> Data records:
■ ■ ■

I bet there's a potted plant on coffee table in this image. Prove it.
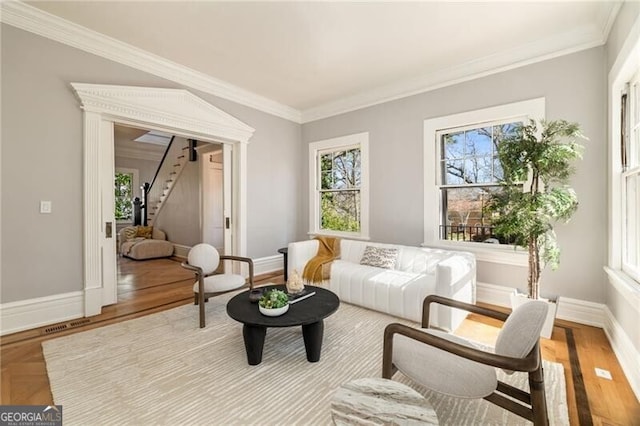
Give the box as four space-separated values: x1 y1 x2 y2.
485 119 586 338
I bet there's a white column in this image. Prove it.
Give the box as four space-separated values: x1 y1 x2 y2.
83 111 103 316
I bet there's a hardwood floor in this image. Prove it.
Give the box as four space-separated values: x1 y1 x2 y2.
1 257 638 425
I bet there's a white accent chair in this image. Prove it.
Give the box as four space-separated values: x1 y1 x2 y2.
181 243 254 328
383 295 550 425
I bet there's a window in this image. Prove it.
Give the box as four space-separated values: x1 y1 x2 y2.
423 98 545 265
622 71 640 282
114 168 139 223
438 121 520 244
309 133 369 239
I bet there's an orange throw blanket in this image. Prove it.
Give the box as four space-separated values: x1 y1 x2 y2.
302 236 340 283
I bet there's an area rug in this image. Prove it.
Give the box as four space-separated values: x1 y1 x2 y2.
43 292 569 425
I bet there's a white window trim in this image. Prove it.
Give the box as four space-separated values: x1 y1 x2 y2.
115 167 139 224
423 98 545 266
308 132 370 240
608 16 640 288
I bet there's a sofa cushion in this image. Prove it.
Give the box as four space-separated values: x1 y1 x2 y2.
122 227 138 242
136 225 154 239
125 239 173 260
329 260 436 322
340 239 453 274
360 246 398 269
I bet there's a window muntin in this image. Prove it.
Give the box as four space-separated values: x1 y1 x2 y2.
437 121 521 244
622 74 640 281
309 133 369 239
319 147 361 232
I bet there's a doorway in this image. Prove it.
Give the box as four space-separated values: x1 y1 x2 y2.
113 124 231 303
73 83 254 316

■ ■ ■

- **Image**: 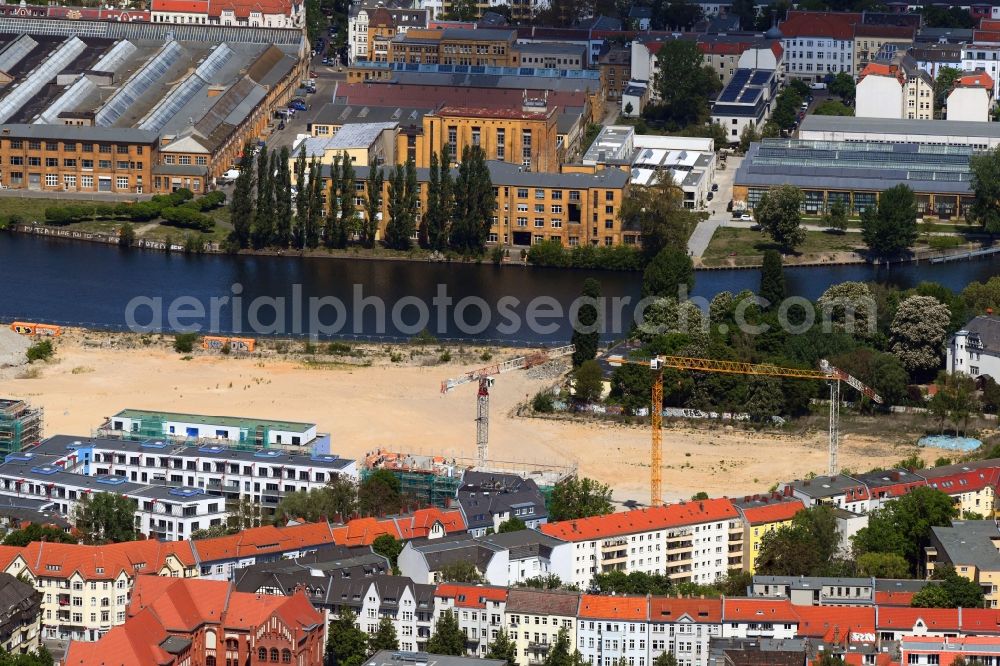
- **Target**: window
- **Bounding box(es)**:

■ ■ ■

> Exercise prompt:
The output is the stretch above from the line with "I bet there's a potted" through the line with "I bet there's an area", copied word for word with both ends kept and every picture dropped.

> Response to this exercise:
I bet there's a potted plant on coffee table in this image. Prove it.
Give the box as four space-separated values: x1 y1 x2 y2.
485 119 586 338
I bet there's a white column in this image. Prove it.
Give the box as four space-separated values: x1 y1 x2 y2.
83 111 103 316
I bet there's a hardwood floor in this image. Prove it.
Give the box as four space-separated values: x1 y1 x2 y2.
1 257 638 425
I bet there's a white accent chair in this image. Prove it.
Give the box as four space-separated values: x1 y1 x2 y2.
181 243 254 328
383 295 550 425
I bet there's a window in this image. Prove it.
Give the box as four space-separated values: x1 y1 x2 y2.
423 98 545 265
622 71 640 282
114 168 139 223
438 121 520 244
309 133 369 239
I bet there's an orange throw blanket in this image. Prove it.
Give the box as four space-separated values: x1 y1 x2 y2.
302 236 340 283
I bet there's an area rug in this image. Prove it.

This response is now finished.